L’HISTOIRE DU CHIISME(7): Le transfert du califat à Muawiya ‎ et sa transformation en une monarchie ‎héréditaire

Après le martyre d’Ali, son fils, Hassan Ibn Ali, qui est reconnu par les Chiites comme leur second Imam, devint calife. Cette désignation eut lieu conformément à la dernière volonté et au testament d’Ali, et également grâce à “allégeance de la communauté à Hassan. Mais Muawiya ne demeura pas impassible face à cet évènement. II marcha avec son armée vers l’Irak, où se trouvait alors la capitale du califat, et déclara la guerre à Hassan Ibn Ali.

Par diverses intrigues et la distribution de grandes sommes d’argent, Muawiya corrompit progressivement les aides et les généraux de Hassan Ibn Ali. Finalement, il força Hassan à lui laisser le califat pour éviter une effusion de sang et à faire la paix. Hassan lui céda le califat, à condition que ce dernier lui revienne à nouveau à la mort de Muawiya et qu’aucun mal ne soit fait à ses partisans[1].

__Consignes__.
A. Indiquez si chacune des affirmations suivantes concorde avec le passage sur le califat de Hassan, en répondant par oui ou par non et en citant exactement les mots du passage qui tranchent : (i) Hassan devint calife selon le testament d’Ali ; (ii) Muawiya accepta sans réagir la désignation de Hassan ; (iii) la capitale du califat se trouvait alors en Syrie.
B. Reprenez le passage sur le califat de Hassan après sa dernière phrase et poursuivez le récit.
Les données ne sont pas nécessaires pour ce travail.

__Données fournies__.
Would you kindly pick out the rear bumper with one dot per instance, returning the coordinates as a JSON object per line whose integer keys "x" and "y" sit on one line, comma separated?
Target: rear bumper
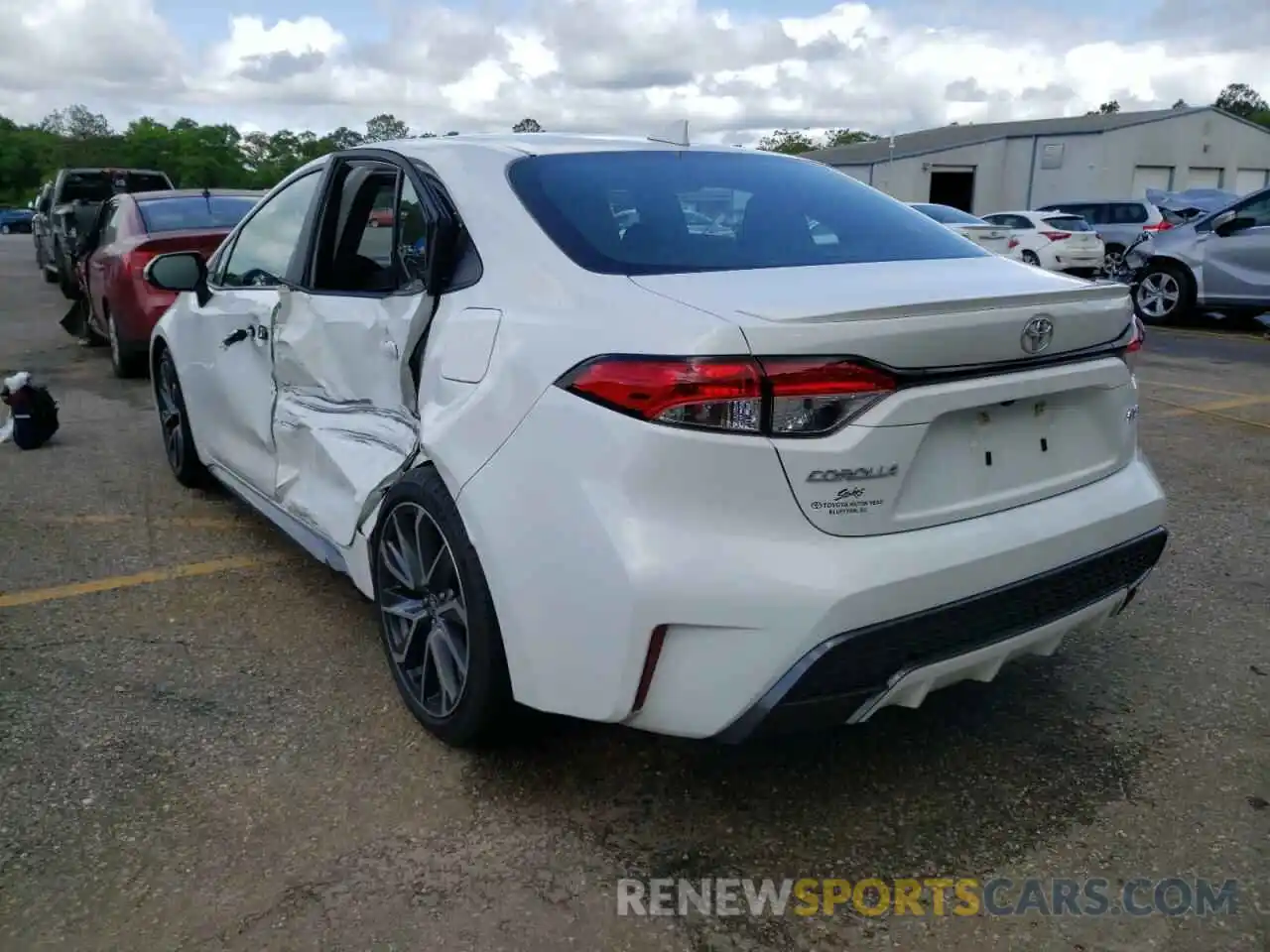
{"x": 851, "y": 675}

__Corrigé__.
A.
(i) Oui : « Cette désignation eut lieu conformément à la dernière volonté et au testament d’Ali ».
(ii) Non : « Mais Muawiya ne demeura pas impassible face à cet évènement ».
(iii) Non : « II marcha avec son armée vers l’Irak, où se trouvait alors la capitale du califat ».

B.
 

Au cours de l’année 40/661, Muawiya accéda finalement au califat. II se rendit immédiatement en Irak, et dans un discours adressé au peuple de cette contrée, déclara: «Je ne me suis pas battu contre vous pour la prière ou le jeûne. Ce que je voulais, c’était de régner sur vous, et ce but je l’ai atteint»[2]. II ajouta: « L’accord que j’ai conclu avec Hassan est nul et non avenu. II git sous mes pieds»[3].

 

Par cette déclaration, Muawiya fit connaître au peuple le véritable caractère de son gouvernement et révéla la nature du programme qu’il envisageait de mettre en œuvre.

 

II précisa dans sa déclaration qu’il séparerait la religion de la politique et n’accorderait aucune garantie concernant les devoirs et les règlements religieux. II dépenserait toutes ses forces pour préserver et garder intact son pouvoir, à quelque prix que ce fût.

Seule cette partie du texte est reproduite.